*Source material*
-----
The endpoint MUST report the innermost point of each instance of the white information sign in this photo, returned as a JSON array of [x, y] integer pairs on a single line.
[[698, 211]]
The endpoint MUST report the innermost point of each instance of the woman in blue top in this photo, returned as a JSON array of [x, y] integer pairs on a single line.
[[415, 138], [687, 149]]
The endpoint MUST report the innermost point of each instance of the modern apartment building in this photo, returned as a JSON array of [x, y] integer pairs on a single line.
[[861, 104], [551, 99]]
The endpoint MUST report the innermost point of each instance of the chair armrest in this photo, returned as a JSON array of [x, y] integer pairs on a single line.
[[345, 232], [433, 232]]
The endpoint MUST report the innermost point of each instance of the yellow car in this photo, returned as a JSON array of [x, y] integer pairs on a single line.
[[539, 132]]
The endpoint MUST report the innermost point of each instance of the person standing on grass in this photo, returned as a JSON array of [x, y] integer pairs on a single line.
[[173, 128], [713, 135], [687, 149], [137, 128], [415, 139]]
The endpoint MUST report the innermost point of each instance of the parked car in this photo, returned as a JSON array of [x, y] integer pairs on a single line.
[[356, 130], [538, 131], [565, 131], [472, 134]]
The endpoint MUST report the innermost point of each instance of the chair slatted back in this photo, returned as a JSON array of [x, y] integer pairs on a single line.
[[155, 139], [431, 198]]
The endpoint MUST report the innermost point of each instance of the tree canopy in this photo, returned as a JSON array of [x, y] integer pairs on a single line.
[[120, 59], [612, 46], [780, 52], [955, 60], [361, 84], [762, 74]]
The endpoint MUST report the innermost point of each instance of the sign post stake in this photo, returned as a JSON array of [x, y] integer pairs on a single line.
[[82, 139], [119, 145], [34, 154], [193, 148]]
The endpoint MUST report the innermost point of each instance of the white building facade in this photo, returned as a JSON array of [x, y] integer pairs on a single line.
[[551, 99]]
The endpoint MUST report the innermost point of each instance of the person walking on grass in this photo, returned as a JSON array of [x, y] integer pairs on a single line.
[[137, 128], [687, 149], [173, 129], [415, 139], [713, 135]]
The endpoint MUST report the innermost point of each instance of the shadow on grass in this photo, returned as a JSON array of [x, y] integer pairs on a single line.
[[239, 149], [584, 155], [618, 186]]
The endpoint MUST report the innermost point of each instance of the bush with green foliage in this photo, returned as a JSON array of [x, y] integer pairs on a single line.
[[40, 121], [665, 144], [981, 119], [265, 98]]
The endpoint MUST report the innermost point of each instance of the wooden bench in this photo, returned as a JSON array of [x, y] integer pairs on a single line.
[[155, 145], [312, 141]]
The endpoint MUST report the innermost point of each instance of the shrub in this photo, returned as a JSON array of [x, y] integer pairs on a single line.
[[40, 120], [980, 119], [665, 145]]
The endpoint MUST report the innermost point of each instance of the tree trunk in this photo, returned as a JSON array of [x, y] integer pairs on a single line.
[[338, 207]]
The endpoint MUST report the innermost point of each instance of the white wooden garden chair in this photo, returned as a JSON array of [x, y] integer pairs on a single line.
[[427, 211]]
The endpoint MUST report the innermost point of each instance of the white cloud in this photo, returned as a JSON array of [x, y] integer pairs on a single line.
-----
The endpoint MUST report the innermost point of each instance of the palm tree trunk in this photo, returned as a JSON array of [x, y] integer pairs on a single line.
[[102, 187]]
-----
*Problem to solve*
Format the data from the line with "the white information" up to and including the line with "[[861, 104], [551, 99]]" as a Markdown table. Use a Row column for the row number and a Line column for the line, and leave out blank lines.

*Task result*
| Row | Line |
|---|---|
| 1 | The endpoint MUST report the innermost point of each instance of the white information sign in this photo, returned as a JSON array of [x, y] integer pairs on a single line. |
| 2 | [[698, 211]] |
| 3 | The endpoint MUST report the innermost point of each instance of the woman in blue top in this photo, returned as a JSON array of [x, y] integer pairs on a single line. |
| 4 | [[415, 138], [687, 149]] |
| 5 | The endpoint MUST report the innermost point of each instance of the modern apartment building in this photo, returned as a JSON array of [x, y] integer pairs on a single line. |
| 6 | [[861, 104], [551, 99]] |